■ **What you will do**
Could you copy the listing from its start through the line containing "[[0, 8, 37, 51]]", requests included, with every bounding-box coordinate in the answers raised by 47 and the pictures left out?

__________

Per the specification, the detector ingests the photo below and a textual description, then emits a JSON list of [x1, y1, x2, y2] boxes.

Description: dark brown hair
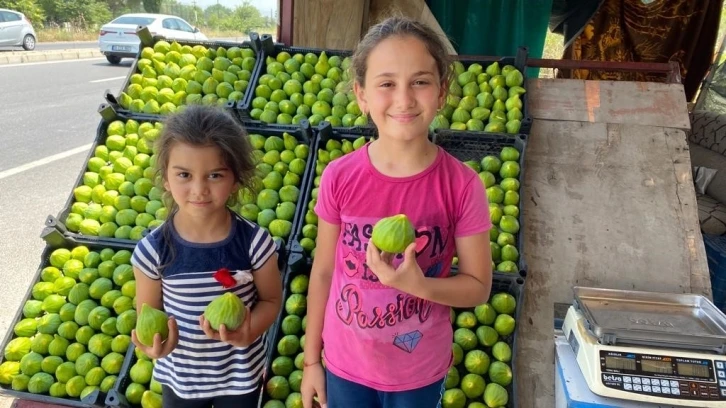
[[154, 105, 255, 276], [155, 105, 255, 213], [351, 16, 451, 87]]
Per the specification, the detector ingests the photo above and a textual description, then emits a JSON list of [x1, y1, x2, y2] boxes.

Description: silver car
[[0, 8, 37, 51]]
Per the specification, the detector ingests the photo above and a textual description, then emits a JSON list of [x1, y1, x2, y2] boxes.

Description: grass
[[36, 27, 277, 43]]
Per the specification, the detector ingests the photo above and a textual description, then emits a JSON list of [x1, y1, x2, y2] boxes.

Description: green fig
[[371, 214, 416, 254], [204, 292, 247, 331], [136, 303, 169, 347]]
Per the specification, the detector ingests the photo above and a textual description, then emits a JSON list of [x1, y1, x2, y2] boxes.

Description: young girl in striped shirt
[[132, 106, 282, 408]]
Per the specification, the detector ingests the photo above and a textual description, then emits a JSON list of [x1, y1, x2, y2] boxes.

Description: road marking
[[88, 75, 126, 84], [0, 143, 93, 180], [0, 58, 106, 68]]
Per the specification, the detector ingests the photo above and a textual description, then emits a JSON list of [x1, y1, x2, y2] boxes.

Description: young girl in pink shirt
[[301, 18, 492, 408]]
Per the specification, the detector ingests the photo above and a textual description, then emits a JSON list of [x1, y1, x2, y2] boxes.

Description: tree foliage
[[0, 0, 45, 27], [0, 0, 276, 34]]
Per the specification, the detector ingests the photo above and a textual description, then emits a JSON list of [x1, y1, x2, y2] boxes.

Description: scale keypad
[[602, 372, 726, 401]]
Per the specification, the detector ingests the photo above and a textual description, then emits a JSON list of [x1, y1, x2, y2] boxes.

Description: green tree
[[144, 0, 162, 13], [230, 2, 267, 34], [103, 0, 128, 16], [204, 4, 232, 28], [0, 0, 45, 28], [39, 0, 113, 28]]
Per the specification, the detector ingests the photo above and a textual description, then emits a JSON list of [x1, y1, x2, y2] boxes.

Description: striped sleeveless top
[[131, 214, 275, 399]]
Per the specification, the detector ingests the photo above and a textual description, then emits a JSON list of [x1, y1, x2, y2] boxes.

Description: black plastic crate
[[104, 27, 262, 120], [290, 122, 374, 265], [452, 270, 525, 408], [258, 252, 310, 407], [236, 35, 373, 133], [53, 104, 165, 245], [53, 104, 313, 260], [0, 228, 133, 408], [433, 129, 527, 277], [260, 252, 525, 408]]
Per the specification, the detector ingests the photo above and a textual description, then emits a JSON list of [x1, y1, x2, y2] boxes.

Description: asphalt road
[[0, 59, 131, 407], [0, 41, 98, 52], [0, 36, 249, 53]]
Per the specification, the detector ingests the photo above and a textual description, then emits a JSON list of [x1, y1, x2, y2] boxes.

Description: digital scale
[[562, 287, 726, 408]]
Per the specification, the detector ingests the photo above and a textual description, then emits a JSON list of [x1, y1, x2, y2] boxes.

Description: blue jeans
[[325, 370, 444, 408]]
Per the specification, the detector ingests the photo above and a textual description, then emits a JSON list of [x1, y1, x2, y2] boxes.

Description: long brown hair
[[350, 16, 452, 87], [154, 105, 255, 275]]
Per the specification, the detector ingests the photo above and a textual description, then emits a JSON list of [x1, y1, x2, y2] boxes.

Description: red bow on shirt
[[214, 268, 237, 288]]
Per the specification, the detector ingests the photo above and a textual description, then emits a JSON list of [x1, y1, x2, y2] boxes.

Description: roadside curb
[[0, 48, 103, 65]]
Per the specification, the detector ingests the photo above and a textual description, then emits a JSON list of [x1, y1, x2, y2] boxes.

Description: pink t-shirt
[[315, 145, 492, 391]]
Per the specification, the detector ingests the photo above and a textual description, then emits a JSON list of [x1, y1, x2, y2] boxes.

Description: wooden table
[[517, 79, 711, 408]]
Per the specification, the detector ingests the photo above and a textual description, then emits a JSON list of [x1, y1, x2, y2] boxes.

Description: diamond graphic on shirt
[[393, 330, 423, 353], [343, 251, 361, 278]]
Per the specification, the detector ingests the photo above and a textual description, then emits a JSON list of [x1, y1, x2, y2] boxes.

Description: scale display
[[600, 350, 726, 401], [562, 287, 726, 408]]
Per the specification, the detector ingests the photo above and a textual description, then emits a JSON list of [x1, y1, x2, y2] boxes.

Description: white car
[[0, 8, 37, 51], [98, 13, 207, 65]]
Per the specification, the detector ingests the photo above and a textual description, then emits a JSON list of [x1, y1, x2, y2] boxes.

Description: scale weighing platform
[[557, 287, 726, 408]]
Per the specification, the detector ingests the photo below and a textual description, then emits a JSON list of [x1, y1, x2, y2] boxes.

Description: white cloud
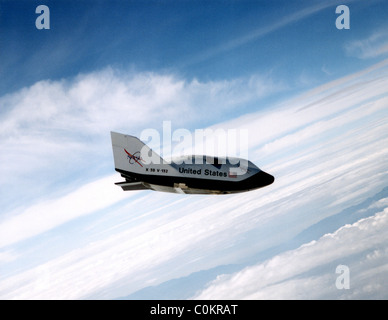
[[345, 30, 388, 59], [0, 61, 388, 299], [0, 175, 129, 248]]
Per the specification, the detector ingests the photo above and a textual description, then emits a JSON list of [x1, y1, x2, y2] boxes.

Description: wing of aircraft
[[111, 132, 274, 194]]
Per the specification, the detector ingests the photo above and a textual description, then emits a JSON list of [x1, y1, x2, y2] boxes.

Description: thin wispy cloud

__________

■ **Solution**
Per the specification, the detector ingests the photo below and a textual description, then emits a JSON list of [x1, y1, x2, y2] boxes.

Description: dark brown hair
[[201, 152, 302, 323], [202, 152, 302, 260], [398, 63, 498, 134]]
Per the specification, the detector ingests the photo above and a textual description, then emits a JSON list of [x1, y1, x2, y2] boxes.

Description: silver car
[[47, 55, 84, 98]]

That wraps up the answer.